More than 700 people, many of whom had to sit on the floor, came to hear her speak and watch her act. The speech was also simulcast by video to the Gutman Conference Center.
Smith, a former Stanford professor of arts and former Bunting fellow at Radcliffe, is a renowned playwright and actress. Her plays--Fires in the Mirror: Crown Heights, Brooklyn and Other Identities and Twilight: Los Angeles, 1992--are unique one-performer shows in which she herself takes on the identities of numerous characters.
Smith was raised in Baltimore. In the 70s, her parents sent her to college so that she could "find goals." Instead, she told the audience, she came home with "lots of questions, wild hair and no goals."
Smith said her search for an "integrated, multifaceted" American identity began in an acting class she took "as a fluke" in her 20s. When the professor required all the students to repeat 14 lines over and over, she chose Shakespeare's Queen Margaret, and had what she termed to be "a transcendental experience."
Smith said she believes the ability to take on and understand someone else through that person's words is an extremely powerful tool.
She said she founded her work in the attempt to make words say more than they seem to.
=====
What is being asked: Quote word for word the part of the passage on Smith's talk that begins with the words "Smith was raised" and ends with "extremely powerful tool.".

Data excerpt:
=====
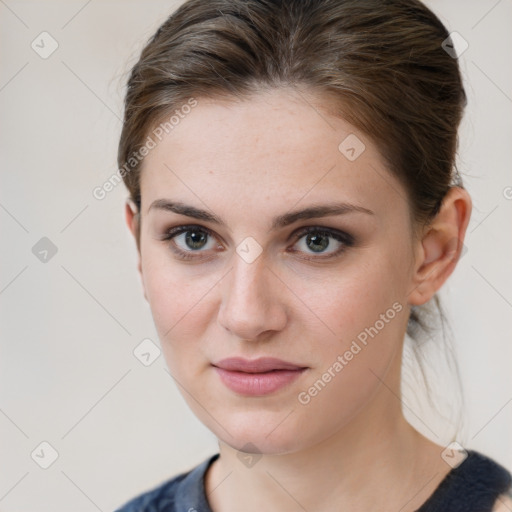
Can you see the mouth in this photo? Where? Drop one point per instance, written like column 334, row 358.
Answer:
=====
Result:
Smith was raised in Baltimore. In the 70s, her parents sent her to college so that she could "find goals." Instead, she told the audience, she came home with "lots of questions, wild hair and no goals."
Smith said her search for an "integrated, multifaceted" American identity began in an acting class she took "as a fluke" in her 20s. When the professor required all the students to repeat 14 lines over and over, she chose Shakespeare's Queen Margaret, and had what she termed to be "a transcendental experience."
Smith said she believes the ability to take on and understand someone else through that person's words is an extremely powerful tool.